▸ SOURCE:
= = = = = = =

# Is this the way its suppose to be??



## perri008 (May 30, 2009)

I guess I just need to vent out.. Put how do you know that your marriage is working???
I have been married for 8 months... and honestly they are days like today which I am not sure why I got married.. dont get me wrong, there are other days when I am happy.. but not today..
i just want to know is this is what is suppose to be?? 
I have this picture perfect in my head of what marriage is.. having a best friend.. coming back to work and having someone to talk to about your day.. but on days like to day.. I dont seem to have it..

is it normal to feel that way?? to feel thats is not working?? to feel that maybe there is someone else out there with whom you would get along even better???


----------



## preso (May 1, 2009)

perri008 said:


> I guess I just need to vent out.. Put how do you know that your marriage is working???
> I have been married for 8 months... and honestly they are days like today which I am not sure why I got married.. dont get me wrong, there are other days when I am happy.. but not today..
> i just want to know is this is what is suppose to be??
> I have this picture perfect in my head of what marriage is.. having a best friend.. coming back to work and having someone to talk to about your day.. but on days like to day.. I dont seem to have it..
> ...



People marry for all kinds of reasons. The reasons can be good or bad. If you married expecting happiness your one of the millions of people who have very unrealisitic expectations about marriage.
happiness comes from within, not from anything outside yourself. If you married to be happy, your surley going to be disappointed. A person is just a person and in no way can satify all your human needs. If your looking for something that will satify all your human needs, you maybe need to look into yourself and strengthen your spirituality.

I would say marriage and having a good one is not a best friend to talk to everyday. It is much more and talking everyday would not make it happen. If all you want to is talk to someone every day, maybe you need a best friend as in a best GIRL friend.........., as a spouse, to be a good one
would maybe not be able to talk everyday, that is not a realisitc thing to base a good marriage on, not to mention most men are not wanting to sit around chit chatting.
A woman will........ and likes that. I chit chatted every day with my grandmother like that until she died and it was great but in no way would my husband be able to do that or want to... and the only , who like to talk about shopping, decorating etc ( girl stuff) men I have known who like to chit chat everyday are gay guys. They will chit cvhat endlessly about day to day stuff like buying a pair of jeans... 
most men ( who are not gay) aren't into chit chatting everyday
about nothing. Don't get me wrong, chit chatting about nothing is great, but a GIRLFRIEND ( or another woman) is better suited for that, not a husband

I think you should do some study on what marriage is and what you want to base yours on ( good or bad)
because from what you wrote I dont think you have very realisitc expectations when you married.
Comaplaining your not happy because your husband does not sit and talk to you everyday says you married for the wrong reasons.


----------



## perri008 (May 30, 2009)

Thanks for your response .. honestly I do believe I am bit confused about why I feel sad or frustrated in my marriage..
I just want to know if it normal to feel that..

Let me tell you abit about us, we are both 24. And we were madly in love.. for 2 and half years.. and then decided to get married.. And i do love him.. but sometimes is hard... Marring him meant living away from my family since they are in a different country it meant living all know in the past ans start from zero.. I do have a great job, although having my family far away it makes me feel incomplete and dont think he realizes hor much I have left behind for him..

= = = = = = =

▸ SUPPLIED INFORMATION:
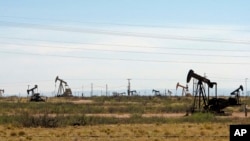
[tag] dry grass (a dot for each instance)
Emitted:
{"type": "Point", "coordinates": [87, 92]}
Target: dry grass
{"type": "Point", "coordinates": [139, 132]}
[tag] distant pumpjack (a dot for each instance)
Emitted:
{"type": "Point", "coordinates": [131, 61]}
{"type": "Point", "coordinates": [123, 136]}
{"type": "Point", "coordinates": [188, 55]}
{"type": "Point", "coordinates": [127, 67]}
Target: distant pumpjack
{"type": "Point", "coordinates": [63, 92]}
{"type": "Point", "coordinates": [1, 92]}
{"type": "Point", "coordinates": [35, 96]}
{"type": "Point", "coordinates": [201, 100]}
{"type": "Point", "coordinates": [184, 89]}
{"type": "Point", "coordinates": [235, 96]}
{"type": "Point", "coordinates": [170, 92]}
{"type": "Point", "coordinates": [157, 93]}
{"type": "Point", "coordinates": [133, 92]}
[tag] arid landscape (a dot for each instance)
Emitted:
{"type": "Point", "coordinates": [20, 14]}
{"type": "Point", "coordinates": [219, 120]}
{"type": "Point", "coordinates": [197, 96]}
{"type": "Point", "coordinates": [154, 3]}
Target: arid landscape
{"type": "Point", "coordinates": [113, 119]}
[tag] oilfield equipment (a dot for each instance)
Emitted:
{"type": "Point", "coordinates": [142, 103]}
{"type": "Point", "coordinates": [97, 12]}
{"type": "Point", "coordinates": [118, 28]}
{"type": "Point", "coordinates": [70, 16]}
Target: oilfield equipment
{"type": "Point", "coordinates": [184, 89]}
{"type": "Point", "coordinates": [35, 96]}
{"type": "Point", "coordinates": [202, 101]}
{"type": "Point", "coordinates": [156, 92]}
{"type": "Point", "coordinates": [133, 92]}
{"type": "Point", "coordinates": [63, 90]}
{"type": "Point", "coordinates": [1, 92]}
{"type": "Point", "coordinates": [170, 92]}
{"type": "Point", "coordinates": [235, 96]}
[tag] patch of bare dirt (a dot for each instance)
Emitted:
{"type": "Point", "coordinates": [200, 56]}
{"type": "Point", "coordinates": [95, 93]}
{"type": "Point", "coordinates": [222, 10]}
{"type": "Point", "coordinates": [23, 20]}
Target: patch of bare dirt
{"type": "Point", "coordinates": [82, 101]}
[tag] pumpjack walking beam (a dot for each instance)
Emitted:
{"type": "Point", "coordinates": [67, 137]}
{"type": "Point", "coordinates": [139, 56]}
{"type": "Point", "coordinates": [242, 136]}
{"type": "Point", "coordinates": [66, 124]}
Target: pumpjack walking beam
{"type": "Point", "coordinates": [61, 90]}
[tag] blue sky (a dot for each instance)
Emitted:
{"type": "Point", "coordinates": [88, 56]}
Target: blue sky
{"type": "Point", "coordinates": [155, 43]}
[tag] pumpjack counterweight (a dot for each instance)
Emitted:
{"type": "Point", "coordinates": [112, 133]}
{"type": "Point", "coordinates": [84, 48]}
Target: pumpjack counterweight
{"type": "Point", "coordinates": [63, 90]}
{"type": "Point", "coordinates": [35, 96]}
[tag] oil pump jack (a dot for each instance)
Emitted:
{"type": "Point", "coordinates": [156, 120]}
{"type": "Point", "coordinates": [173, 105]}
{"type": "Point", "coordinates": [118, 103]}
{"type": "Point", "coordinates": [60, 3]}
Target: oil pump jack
{"type": "Point", "coordinates": [34, 96]}
{"type": "Point", "coordinates": [184, 89]}
{"type": "Point", "coordinates": [202, 102]}
{"type": "Point", "coordinates": [235, 96]}
{"type": "Point", "coordinates": [1, 92]}
{"type": "Point", "coordinates": [63, 92]}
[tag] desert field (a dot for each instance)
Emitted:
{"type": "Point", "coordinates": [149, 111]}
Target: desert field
{"type": "Point", "coordinates": [113, 119]}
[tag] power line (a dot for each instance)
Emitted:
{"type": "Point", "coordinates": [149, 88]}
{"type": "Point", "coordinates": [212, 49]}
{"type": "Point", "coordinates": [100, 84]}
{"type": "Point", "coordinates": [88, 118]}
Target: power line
{"type": "Point", "coordinates": [125, 24]}
{"type": "Point", "coordinates": [122, 59]}
{"type": "Point", "coordinates": [137, 52]}
{"type": "Point", "coordinates": [127, 46]}
{"type": "Point", "coordinates": [118, 33]}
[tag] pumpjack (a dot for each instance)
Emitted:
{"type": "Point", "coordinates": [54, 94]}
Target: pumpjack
{"type": "Point", "coordinates": [157, 93]}
{"type": "Point", "coordinates": [1, 92]}
{"type": "Point", "coordinates": [202, 102]}
{"type": "Point", "coordinates": [184, 89]}
{"type": "Point", "coordinates": [235, 96]}
{"type": "Point", "coordinates": [35, 96]}
{"type": "Point", "coordinates": [63, 92]}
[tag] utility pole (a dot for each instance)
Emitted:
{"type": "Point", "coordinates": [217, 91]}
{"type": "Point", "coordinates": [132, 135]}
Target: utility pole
{"type": "Point", "coordinates": [129, 87]}
{"type": "Point", "coordinates": [91, 93]}
{"type": "Point", "coordinates": [82, 91]}
{"type": "Point", "coordinates": [246, 87]}
{"type": "Point", "coordinates": [106, 89]}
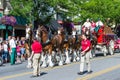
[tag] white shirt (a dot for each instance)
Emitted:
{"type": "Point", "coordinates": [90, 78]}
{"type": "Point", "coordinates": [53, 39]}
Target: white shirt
{"type": "Point", "coordinates": [5, 47]}
{"type": "Point", "coordinates": [12, 44]}
{"type": "Point", "coordinates": [87, 25]}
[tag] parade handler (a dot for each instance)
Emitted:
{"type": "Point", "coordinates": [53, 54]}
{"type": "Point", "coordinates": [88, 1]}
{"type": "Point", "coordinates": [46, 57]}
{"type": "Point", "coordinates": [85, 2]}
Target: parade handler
{"type": "Point", "coordinates": [35, 56]}
{"type": "Point", "coordinates": [85, 54]}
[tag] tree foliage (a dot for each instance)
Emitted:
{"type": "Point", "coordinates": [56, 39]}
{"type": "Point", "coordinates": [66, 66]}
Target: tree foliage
{"type": "Point", "coordinates": [77, 10]}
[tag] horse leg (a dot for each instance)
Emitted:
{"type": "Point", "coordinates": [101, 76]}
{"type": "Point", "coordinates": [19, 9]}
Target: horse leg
{"type": "Point", "coordinates": [67, 57]}
{"type": "Point", "coordinates": [50, 60]}
{"type": "Point", "coordinates": [78, 56]}
{"type": "Point", "coordinates": [74, 56]}
{"type": "Point", "coordinates": [44, 64]}
{"type": "Point", "coordinates": [61, 59]}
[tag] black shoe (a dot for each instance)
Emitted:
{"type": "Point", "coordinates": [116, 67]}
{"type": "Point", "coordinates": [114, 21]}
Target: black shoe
{"type": "Point", "coordinates": [80, 73]}
{"type": "Point", "coordinates": [89, 72]}
{"type": "Point", "coordinates": [34, 76]}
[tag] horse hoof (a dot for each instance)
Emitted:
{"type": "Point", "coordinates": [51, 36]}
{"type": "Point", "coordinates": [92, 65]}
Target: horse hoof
{"type": "Point", "coordinates": [74, 60]}
{"type": "Point", "coordinates": [78, 59]}
{"type": "Point", "coordinates": [67, 61]}
{"type": "Point", "coordinates": [51, 65]}
{"type": "Point", "coordinates": [60, 63]}
{"type": "Point", "coordinates": [44, 66]}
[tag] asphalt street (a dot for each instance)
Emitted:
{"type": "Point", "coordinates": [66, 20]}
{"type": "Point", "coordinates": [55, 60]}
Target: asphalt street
{"type": "Point", "coordinates": [104, 68]}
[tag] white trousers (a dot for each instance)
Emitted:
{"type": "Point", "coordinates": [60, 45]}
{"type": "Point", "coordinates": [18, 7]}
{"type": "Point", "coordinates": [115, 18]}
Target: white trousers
{"type": "Point", "coordinates": [85, 58]}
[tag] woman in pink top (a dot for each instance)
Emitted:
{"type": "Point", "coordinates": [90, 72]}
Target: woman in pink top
{"type": "Point", "coordinates": [85, 54]}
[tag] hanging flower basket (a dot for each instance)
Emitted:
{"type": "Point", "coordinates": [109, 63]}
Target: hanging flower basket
{"type": "Point", "coordinates": [8, 20]}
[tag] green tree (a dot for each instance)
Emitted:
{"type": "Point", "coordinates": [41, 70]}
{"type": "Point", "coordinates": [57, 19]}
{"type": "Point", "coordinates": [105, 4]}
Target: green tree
{"type": "Point", "coordinates": [43, 10]}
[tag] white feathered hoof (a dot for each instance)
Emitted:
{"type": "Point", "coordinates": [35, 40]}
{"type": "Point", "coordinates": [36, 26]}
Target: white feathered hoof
{"type": "Point", "coordinates": [44, 65]}
{"type": "Point", "coordinates": [78, 59]}
{"type": "Point", "coordinates": [67, 61]}
{"type": "Point", "coordinates": [51, 64]}
{"type": "Point", "coordinates": [74, 60]}
{"type": "Point", "coordinates": [60, 63]}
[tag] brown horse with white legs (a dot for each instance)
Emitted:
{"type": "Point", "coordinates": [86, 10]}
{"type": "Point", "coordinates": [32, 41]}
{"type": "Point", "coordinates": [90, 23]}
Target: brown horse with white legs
{"type": "Point", "coordinates": [60, 45]}
{"type": "Point", "coordinates": [42, 34]}
{"type": "Point", "coordinates": [74, 41]}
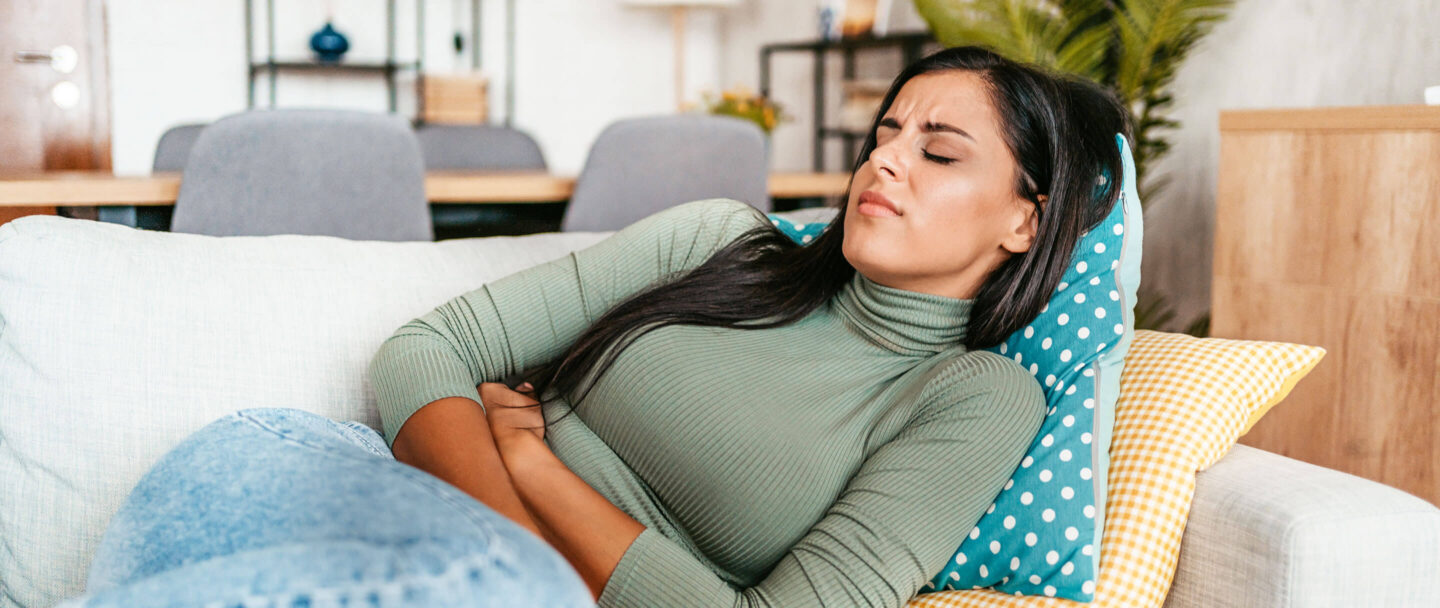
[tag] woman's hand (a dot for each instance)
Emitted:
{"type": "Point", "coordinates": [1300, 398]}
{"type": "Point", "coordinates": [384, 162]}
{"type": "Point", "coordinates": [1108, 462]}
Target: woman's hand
{"type": "Point", "coordinates": [511, 414]}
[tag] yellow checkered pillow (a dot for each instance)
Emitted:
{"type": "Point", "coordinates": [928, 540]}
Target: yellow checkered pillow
{"type": "Point", "coordinates": [1184, 402]}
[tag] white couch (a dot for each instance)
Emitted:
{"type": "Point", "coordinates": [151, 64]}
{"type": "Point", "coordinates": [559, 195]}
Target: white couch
{"type": "Point", "coordinates": [115, 343]}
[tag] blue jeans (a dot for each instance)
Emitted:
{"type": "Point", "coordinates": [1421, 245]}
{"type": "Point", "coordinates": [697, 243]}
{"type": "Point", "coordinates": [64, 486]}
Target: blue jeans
{"type": "Point", "coordinates": [284, 507]}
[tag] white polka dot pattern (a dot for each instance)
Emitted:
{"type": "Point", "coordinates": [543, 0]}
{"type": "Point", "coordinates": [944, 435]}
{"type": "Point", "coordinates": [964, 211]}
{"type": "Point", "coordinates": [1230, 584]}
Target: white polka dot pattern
{"type": "Point", "coordinates": [1184, 402]}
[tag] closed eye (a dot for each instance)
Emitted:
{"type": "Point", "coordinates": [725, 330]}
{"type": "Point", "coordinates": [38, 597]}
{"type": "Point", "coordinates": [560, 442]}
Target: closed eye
{"type": "Point", "coordinates": [938, 159]}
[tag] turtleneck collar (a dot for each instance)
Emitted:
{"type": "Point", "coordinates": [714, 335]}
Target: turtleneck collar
{"type": "Point", "coordinates": [905, 322]}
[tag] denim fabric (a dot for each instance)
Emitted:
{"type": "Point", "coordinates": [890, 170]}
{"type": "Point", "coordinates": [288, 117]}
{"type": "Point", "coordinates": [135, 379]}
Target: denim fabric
{"type": "Point", "coordinates": [280, 507]}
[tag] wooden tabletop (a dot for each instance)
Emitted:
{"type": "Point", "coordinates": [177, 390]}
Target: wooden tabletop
{"type": "Point", "coordinates": [104, 189]}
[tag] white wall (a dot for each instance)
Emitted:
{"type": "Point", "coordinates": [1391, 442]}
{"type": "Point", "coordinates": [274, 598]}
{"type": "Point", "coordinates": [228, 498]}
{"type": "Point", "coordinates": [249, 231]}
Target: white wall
{"type": "Point", "coordinates": [581, 64]}
{"type": "Point", "coordinates": [1270, 54]}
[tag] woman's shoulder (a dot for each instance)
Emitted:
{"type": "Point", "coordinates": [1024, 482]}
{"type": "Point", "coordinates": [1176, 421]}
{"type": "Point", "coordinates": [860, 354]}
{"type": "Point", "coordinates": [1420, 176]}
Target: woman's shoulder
{"type": "Point", "coordinates": [710, 216]}
{"type": "Point", "coordinates": [964, 375]}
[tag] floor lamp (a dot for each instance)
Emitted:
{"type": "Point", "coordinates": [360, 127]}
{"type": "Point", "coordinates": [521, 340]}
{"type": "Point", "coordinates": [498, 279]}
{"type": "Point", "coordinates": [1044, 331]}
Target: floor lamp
{"type": "Point", "coordinates": [677, 18]}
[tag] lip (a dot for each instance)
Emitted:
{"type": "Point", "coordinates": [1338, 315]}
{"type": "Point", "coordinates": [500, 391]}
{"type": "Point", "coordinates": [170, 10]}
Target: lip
{"type": "Point", "coordinates": [874, 203]}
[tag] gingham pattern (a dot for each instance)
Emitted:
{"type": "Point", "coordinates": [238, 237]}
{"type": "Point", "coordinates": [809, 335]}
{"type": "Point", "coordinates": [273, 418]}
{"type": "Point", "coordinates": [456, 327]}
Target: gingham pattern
{"type": "Point", "coordinates": [1184, 402]}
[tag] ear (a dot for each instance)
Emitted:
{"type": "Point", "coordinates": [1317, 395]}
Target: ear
{"type": "Point", "coordinates": [1026, 225]}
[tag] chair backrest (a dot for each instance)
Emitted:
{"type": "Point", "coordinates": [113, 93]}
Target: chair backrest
{"type": "Point", "coordinates": [486, 147]}
{"type": "Point", "coordinates": [306, 172]}
{"type": "Point", "coordinates": [174, 147]}
{"type": "Point", "coordinates": [641, 166]}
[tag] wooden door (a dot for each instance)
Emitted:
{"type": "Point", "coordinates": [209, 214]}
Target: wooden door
{"type": "Point", "coordinates": [54, 90]}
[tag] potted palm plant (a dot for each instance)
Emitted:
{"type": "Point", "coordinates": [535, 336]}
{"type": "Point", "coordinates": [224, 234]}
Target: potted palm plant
{"type": "Point", "coordinates": [1132, 46]}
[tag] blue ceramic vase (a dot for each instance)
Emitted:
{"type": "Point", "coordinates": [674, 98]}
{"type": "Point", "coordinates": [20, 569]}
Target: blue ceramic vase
{"type": "Point", "coordinates": [329, 45]}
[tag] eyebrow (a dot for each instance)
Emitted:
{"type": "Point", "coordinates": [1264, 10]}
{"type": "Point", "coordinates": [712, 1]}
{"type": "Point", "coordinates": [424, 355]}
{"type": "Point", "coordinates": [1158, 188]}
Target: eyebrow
{"type": "Point", "coordinates": [930, 127]}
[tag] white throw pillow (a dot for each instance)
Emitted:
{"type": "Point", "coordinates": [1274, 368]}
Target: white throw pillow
{"type": "Point", "coordinates": [115, 343]}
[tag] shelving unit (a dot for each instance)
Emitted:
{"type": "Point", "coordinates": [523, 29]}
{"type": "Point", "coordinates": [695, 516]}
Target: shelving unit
{"type": "Point", "coordinates": [389, 68]}
{"type": "Point", "coordinates": [910, 46]}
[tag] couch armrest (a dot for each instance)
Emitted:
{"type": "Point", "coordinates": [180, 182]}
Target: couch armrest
{"type": "Point", "coordinates": [1267, 530]}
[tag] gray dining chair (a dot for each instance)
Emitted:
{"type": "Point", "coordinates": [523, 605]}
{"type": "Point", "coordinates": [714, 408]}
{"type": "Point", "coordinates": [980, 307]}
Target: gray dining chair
{"type": "Point", "coordinates": [174, 147]}
{"type": "Point", "coordinates": [481, 149]}
{"type": "Point", "coordinates": [641, 166]}
{"type": "Point", "coordinates": [478, 147]}
{"type": "Point", "coordinates": [306, 172]}
{"type": "Point", "coordinates": [170, 154]}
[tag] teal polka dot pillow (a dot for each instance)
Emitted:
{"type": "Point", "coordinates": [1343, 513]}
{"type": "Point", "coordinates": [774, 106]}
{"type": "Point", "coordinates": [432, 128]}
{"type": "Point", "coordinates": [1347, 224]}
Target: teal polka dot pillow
{"type": "Point", "coordinates": [801, 231]}
{"type": "Point", "coordinates": [1041, 536]}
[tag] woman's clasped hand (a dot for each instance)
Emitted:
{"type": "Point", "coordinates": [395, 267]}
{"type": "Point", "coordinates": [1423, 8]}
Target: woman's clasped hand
{"type": "Point", "coordinates": [511, 412]}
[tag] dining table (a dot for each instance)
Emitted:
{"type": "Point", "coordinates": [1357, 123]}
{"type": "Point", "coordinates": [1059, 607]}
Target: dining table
{"type": "Point", "coordinates": [115, 198]}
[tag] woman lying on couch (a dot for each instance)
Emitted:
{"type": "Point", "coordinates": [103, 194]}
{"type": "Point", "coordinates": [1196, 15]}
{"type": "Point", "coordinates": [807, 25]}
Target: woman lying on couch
{"type": "Point", "coordinates": [712, 415]}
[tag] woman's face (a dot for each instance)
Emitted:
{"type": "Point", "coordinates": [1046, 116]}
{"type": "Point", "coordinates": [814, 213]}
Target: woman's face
{"type": "Point", "coordinates": [933, 209]}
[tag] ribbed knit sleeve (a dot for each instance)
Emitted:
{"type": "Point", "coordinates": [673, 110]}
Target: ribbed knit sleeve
{"type": "Point", "coordinates": [897, 519]}
{"type": "Point", "coordinates": [533, 316]}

= = = = = = =

▸ WRITTEN TASKS:
**1.** Repeat the stretch of the marriage thread from "Thanks for your" through "to feel that..".
**2.** Carry on the marriage thread from the point where it stops.
The listing has no role in any of this.

▸ RESULTS OF THE TASKS:
**1.**
Thanks for your response .. honestly I do believe I am bit confused about why I feel sad or frustrated in my marriage..
I just want to know if it normal to feel that..

**2.**
I married becuase i love him i knew it was going to be hard and but i was willing to do anything for him, so when we fight like yesterday becuase i feel that I left everything for this marriage and is not working...

so i just need reassurance that marriages are like this.. hard, not what you expect, means fighting over ad over for the same things..


----------



## preso (May 1, 2009)

perri008 said:


> Thanks for your response .. honestly I do believe I am bit confused about why I feel sad or frustrated in my marriage..
> I just want to know if it normal to feel that..
> 
> Let me tell you abit about us, we are both 24. And we were madly in love.. for 2 and half years.. and then decided to get married.. And i do love him.. but sometimes is hard... Marring him meant living away from my family since they are in a different country it meant living all know in the past ans start from zero.. I do have a great job, although having my family far away it makes me feel incomplete and dont think he realizes hor much I have left behind for him..
> ...



I think anyone who moves to a new country
will be homesick and miss family, more so if they were espcially close to their family.
You are many used to having a bigger support group than one person and he cannot be everything to you
( no one person can be everything to someone else).
Might help to reach out and try to make some new friends, which should help you very much.

you asked:

so i just need reassurance that marriages are like this.. hard, not what you expect, means fighting over ad over for the same things..

for me... no...
other than my husband working too much to pad his pension it is not harder than I expected... but I have a great ability to ignore things most of the time.

fighting and fighting ? no, not here.
Although I have been in relationships like that and I deemed them unworthy and left them.


----------



## smiley (Jul 15, 2009)

perri008 said:


> Thanks for your response .. honestly I do believe I am bit confused about why I feel sad or frustrated in my marriage..
> I just want to know if it normal to feel that..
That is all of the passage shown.